**Records supplied**:
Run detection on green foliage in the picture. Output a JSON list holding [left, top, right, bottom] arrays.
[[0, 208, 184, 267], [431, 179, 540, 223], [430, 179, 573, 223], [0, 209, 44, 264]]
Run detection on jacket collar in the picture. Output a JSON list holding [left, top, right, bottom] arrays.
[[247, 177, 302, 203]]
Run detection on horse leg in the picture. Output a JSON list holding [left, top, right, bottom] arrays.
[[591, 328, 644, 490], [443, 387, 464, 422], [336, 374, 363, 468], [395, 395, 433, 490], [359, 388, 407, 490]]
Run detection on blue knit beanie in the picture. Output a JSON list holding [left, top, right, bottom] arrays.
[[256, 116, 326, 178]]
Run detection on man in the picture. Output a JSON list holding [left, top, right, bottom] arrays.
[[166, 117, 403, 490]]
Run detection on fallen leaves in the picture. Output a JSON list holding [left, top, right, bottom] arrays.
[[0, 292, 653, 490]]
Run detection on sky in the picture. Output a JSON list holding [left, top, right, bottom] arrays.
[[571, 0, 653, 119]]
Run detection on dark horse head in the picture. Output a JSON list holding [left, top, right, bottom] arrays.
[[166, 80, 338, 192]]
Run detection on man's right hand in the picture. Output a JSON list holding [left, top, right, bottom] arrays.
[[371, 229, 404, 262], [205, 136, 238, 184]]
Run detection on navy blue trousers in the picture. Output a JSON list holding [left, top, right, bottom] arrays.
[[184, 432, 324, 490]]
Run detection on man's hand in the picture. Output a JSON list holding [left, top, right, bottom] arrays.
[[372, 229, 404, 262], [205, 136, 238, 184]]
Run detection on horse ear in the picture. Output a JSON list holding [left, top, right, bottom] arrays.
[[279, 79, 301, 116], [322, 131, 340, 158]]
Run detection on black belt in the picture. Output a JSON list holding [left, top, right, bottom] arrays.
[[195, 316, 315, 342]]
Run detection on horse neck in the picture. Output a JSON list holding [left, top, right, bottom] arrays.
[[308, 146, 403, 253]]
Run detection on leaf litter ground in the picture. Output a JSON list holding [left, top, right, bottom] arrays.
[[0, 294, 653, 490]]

**Task directions**:
Please copy the data verbatim, from its first line through the line containing "209, 44, 264]]", with both of those lines included.

**Expected answer**:
Run detection on green foliage in the picture. Output a JSON list holding [left, top, right, bottom] arrays.
[[0, 208, 184, 267], [431, 179, 540, 223], [430, 179, 573, 223], [0, 209, 44, 264]]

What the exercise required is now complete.